● **Aim of the exercise**: The lines to be copied are those below that contain "query".
★ ★ ★
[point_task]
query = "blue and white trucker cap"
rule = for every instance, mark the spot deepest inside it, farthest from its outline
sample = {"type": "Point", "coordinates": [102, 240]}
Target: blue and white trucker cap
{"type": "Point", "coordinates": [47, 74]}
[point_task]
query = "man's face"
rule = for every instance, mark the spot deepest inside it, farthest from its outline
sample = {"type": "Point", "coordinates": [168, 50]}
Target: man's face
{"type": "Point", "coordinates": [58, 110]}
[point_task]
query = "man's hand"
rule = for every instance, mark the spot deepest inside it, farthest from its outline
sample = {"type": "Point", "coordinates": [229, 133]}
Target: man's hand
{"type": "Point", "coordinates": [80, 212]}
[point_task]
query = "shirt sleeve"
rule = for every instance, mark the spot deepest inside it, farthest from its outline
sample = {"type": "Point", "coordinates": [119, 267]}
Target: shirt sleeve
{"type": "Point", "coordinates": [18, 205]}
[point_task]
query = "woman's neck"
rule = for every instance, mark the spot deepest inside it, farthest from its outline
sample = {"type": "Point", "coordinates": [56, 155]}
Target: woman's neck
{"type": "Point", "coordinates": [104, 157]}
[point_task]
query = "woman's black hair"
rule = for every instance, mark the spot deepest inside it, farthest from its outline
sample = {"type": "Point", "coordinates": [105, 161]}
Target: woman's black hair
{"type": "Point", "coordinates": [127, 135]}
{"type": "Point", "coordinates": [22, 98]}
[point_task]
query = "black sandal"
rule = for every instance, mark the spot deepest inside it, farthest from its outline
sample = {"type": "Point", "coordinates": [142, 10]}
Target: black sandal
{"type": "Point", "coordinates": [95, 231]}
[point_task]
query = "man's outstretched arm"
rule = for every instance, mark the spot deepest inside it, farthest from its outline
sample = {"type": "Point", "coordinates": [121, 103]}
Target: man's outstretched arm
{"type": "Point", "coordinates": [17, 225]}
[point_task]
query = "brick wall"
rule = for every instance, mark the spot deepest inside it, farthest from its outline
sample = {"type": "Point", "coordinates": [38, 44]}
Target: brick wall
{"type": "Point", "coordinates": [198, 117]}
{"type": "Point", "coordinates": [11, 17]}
★ ★ ★
● **Task answer**:
query = "blue and white trucker cap"
query = "man's face"
query = "man's hand"
query = "shirt sleeve"
query = "woman's neck"
query = "woman's black hair"
query = "black sandal"
query = "man's outstretched arm"
query = "brick wall"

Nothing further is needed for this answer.